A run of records
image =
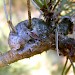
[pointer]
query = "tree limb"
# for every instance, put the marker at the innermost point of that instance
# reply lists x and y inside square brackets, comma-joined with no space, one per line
[66,47]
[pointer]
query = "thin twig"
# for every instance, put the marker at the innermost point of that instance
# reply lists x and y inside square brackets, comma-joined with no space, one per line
[65,66]
[56,40]
[9,21]
[29,13]
[5,10]
[10,5]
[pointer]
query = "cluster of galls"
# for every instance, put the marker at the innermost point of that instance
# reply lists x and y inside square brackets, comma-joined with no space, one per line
[40,32]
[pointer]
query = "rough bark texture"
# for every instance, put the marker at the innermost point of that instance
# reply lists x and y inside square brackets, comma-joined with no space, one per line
[38,43]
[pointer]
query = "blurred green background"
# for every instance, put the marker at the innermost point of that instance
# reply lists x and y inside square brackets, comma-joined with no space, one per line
[46,63]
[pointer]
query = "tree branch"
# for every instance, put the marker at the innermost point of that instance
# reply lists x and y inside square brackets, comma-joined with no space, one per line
[66,47]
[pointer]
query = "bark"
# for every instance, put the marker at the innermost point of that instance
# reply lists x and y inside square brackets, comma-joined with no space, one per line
[66,48]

WHAT TO DO
Write out all the records above again with "marker" replaced by "pin" wherever it occurs, changing nothing else. Leave the pictures out of your answer.

SOLUTION FOR THIS PROBLEM
image =
[pointer]
query = "tree limb"
# for every instance, put the pin at the innermost point of that instance
# reply lists x and y inside square brackets, comma-joined with no space, one per line
[66,47]
[pointer]
query = "thin twig"
# for every instance, put the pin at the innermost point of that instance
# reply lists x and y inside square brackets, comma-joined with no space, one per line
[65,66]
[56,40]
[9,21]
[29,13]
[5,10]
[10,5]
[pointer]
query = "cluster of galls"
# for every instance, put the pin at the innermost point of that instance
# reply lists x and y inside square brackets, comma-joined with no space, one per line
[40,32]
[pointer]
query = "rough bark texture"
# for every instance, put the pin at the innermost point of that instance
# reply lists x and y inside square brackets, comma-joined with no space, one per line
[38,43]
[pointer]
query = "blurred green background"
# for every instance, put the pin at the innermost point of that instance
# reply lists x and y inside square brackets, comma-joined with no space, one per line
[46,63]
[pointer]
query = "tree branch"
# for every instance, put the pin at the innermost point of that instance
# reply lists x and y inside square brackets, comma-joined with no space, one per line
[66,47]
[pointer]
query = "bark"
# for every instance, put the pin at the innermost point of that instance
# reply lists x and y inside square brackets, comma-joined with no space, one per line
[66,48]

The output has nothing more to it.